[Data extracted from a collection]
★ ★ ★
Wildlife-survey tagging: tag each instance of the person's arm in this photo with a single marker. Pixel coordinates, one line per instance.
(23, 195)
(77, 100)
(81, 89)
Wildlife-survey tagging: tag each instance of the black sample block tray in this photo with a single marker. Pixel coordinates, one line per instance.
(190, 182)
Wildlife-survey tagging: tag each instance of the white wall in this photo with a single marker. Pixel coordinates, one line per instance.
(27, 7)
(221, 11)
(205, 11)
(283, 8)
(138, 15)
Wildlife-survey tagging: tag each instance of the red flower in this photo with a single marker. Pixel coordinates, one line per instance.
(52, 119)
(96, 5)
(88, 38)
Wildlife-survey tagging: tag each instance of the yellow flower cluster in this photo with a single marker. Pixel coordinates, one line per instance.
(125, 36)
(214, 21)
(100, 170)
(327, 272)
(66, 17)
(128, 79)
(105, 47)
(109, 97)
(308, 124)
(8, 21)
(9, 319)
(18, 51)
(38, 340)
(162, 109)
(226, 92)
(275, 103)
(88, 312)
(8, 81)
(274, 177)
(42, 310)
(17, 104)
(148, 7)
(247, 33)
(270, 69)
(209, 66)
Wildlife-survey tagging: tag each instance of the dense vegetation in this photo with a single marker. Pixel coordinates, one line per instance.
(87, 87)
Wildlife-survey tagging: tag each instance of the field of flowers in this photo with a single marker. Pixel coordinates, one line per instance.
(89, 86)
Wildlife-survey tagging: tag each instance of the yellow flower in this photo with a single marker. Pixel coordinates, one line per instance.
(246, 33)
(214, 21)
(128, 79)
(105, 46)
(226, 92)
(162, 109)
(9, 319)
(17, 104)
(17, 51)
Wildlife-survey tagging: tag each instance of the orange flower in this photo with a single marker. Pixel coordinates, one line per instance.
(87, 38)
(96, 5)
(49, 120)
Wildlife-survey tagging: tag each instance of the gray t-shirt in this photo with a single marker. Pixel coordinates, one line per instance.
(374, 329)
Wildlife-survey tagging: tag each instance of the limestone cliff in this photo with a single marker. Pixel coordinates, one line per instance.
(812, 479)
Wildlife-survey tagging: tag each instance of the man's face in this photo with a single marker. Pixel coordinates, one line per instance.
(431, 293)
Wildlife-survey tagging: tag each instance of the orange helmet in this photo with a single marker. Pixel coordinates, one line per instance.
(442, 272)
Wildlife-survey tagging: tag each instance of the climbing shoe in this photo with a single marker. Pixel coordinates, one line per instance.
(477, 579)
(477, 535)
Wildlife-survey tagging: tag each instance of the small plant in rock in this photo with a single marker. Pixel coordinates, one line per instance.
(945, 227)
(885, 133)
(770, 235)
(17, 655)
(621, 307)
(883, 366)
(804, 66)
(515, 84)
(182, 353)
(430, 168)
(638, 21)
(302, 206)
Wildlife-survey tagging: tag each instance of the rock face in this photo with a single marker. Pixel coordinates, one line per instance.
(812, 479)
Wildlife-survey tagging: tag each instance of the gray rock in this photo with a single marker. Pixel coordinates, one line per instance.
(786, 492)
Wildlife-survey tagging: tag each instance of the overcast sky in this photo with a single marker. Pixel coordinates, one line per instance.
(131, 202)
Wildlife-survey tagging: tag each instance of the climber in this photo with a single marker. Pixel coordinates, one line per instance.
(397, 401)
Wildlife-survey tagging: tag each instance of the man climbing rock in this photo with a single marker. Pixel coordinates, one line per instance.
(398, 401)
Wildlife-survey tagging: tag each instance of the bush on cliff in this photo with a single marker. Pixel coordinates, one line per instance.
★ ★ ★
Copy out all of the data exactly, leaving nothing out.

Answer to this task:
Wildlife-survey tagging: tag each instance of the person's arm in this photo with a single marker. Pixel coordinates, one line per instance.
(23, 195)
(77, 100)
(81, 89)
Wildlife-survey tagging: tag each instance of the black sample block tray in this photo with a single marker. Pixel coordinates, one line per instance.
(190, 182)
Wildlife-survey tagging: tag each instance of the white wall in this photo with a single marker. Pixel coordinates, one line per instance.
(27, 7)
(221, 11)
(205, 11)
(283, 8)
(138, 15)
Wildlife-survey tagging: tag each instance of the red flower in this photo with a single marker. Pixel coordinates, one line per instance.
(52, 119)
(96, 5)
(88, 38)
Wildlife-survey tagging: tag each instance of the yellow flower cluster in this photo with a single marker. Pixel coordinates, one line per instance.
(125, 36)
(214, 21)
(100, 170)
(327, 272)
(66, 17)
(128, 79)
(105, 47)
(109, 97)
(308, 124)
(8, 21)
(9, 319)
(18, 51)
(38, 340)
(162, 109)
(226, 92)
(275, 103)
(88, 312)
(8, 81)
(274, 177)
(42, 310)
(17, 104)
(148, 7)
(247, 33)
(270, 69)
(209, 66)
Wildlife-survey tagging: tag each instance of the dense vegetation in this photo with a single marker. Pixel coordinates, one line per instance.
(87, 87)
Wildlife-survey tagging: tag each instance of the field of flowers in this photo with a single marker. Pixel coordinates, one line per instance.
(89, 86)
Wildlife-survey tagging: tag each instance of the yellow flower in this photo with a single marker. Pixel coordinates, one line per instance.
(246, 33)
(214, 21)
(128, 79)
(105, 46)
(226, 92)
(162, 109)
(9, 319)
(17, 104)
(17, 51)
Wildlife-survey tagging: tag each instance of the orange flower in this photo with a single marker. Pixel coordinates, one line per instance.
(87, 38)
(96, 5)
(49, 120)
Wildlife-survey tagging: tag each instance of the gray t-shirt in this photo with a single marker. Pixel coordinates, one line per instance.
(374, 329)
Wildlife-survey tagging: tag each instance of the limestone cliff in this photo with a single marker. Pixel coordinates, one line per instance.
(812, 479)
Wildlife-survey tagging: tag each instance of the man's face in this photo with a single marker. Pixel coordinates, one line per instance.
(431, 293)
Wildlife-survey tagging: tag each instance of the orange helmet in this photo with a single marker. Pixel coordinates, one line per instance.
(442, 272)
Wildlife-survey tagging: tag each instance of the climbing shoe in this photo with a single marker. Pixel coordinates, one line per instance.
(477, 579)
(477, 535)
Wildlife-survey tagging: tag each instance of the small plant in rock in this photo with a single marker. Pixel coordinates, one line per instance.
(945, 227)
(885, 133)
(770, 235)
(17, 655)
(621, 307)
(883, 366)
(804, 66)
(515, 84)
(182, 353)
(430, 168)
(638, 21)
(302, 206)
Wildlife-survey tagging: tag each instance of the rock face in this photo with a single marker. Pixel coordinates, one line per instance.
(812, 479)
Wildlife-survey tagging: tag each instance of the gray rock in this photo with a single marker. Pixel coordinates, one line per instance.
(786, 492)
Wildlife-survey tagging: tag each instance of the overcast sky in this photo with a single marker. Pixel coordinates, one line per instance.
(131, 202)
Wildlife-survey tagging: tag each instance of the climber in this photo with a single marker. Pixel coordinates, one line per instance.
(397, 401)
Wildlife-survey tagging: tag each instance of the man climbing rock in this photo with a single marker. Pixel coordinates, one line per instance.
(398, 401)
Wildlife-survey tagging: tag each instance of the bush on cliff in this photo with a single marker. Pixel coordinates, one line per instance.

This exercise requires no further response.